▶ **Exercise description**
The answer is to contain only the line containing "233L52 231L36 242L38" and the lines after it through the last one, each reproduced exactly as it appears below.

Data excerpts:

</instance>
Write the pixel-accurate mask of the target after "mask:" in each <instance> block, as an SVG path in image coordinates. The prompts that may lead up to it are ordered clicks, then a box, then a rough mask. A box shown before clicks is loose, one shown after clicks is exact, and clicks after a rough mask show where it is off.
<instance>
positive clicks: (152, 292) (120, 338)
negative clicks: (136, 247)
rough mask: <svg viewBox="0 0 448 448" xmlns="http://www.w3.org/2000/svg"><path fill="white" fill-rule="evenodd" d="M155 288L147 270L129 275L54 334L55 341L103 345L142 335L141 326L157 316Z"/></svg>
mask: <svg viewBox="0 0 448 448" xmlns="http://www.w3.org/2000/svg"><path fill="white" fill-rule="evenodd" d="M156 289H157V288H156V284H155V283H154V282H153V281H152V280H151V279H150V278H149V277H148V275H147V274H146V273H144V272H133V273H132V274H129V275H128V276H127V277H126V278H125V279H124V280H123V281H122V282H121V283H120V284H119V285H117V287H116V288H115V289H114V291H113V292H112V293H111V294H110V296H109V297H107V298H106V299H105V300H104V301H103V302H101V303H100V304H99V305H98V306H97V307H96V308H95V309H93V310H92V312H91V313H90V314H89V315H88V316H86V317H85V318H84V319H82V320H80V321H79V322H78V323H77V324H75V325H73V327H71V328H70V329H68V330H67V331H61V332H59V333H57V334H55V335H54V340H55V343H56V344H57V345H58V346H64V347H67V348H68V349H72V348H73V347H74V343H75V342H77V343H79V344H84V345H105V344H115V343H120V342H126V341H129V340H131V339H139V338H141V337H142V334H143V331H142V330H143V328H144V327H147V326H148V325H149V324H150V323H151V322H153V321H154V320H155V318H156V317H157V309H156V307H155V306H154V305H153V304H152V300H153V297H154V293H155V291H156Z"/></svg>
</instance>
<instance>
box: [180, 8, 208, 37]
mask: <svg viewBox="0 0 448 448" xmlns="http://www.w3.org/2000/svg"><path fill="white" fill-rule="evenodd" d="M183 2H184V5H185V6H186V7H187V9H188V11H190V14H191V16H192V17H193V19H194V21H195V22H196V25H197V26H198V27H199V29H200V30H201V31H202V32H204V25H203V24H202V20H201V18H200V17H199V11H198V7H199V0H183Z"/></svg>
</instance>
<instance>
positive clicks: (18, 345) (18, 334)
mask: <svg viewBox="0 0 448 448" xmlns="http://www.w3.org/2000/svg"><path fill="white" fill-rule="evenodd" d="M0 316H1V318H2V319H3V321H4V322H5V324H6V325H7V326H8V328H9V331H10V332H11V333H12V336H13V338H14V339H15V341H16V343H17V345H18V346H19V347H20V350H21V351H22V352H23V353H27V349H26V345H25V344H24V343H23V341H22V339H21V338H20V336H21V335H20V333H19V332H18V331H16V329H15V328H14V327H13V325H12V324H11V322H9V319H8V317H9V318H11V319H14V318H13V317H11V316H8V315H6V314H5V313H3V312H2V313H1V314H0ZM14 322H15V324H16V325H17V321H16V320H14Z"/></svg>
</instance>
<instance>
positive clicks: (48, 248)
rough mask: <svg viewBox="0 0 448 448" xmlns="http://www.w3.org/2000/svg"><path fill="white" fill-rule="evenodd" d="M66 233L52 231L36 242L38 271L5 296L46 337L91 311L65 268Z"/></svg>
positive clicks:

▶ **Task solution**
rough mask: <svg viewBox="0 0 448 448" xmlns="http://www.w3.org/2000/svg"><path fill="white" fill-rule="evenodd" d="M66 233L52 231L36 242L38 271L5 296L46 337L91 311L65 268Z"/></svg>
positive clicks:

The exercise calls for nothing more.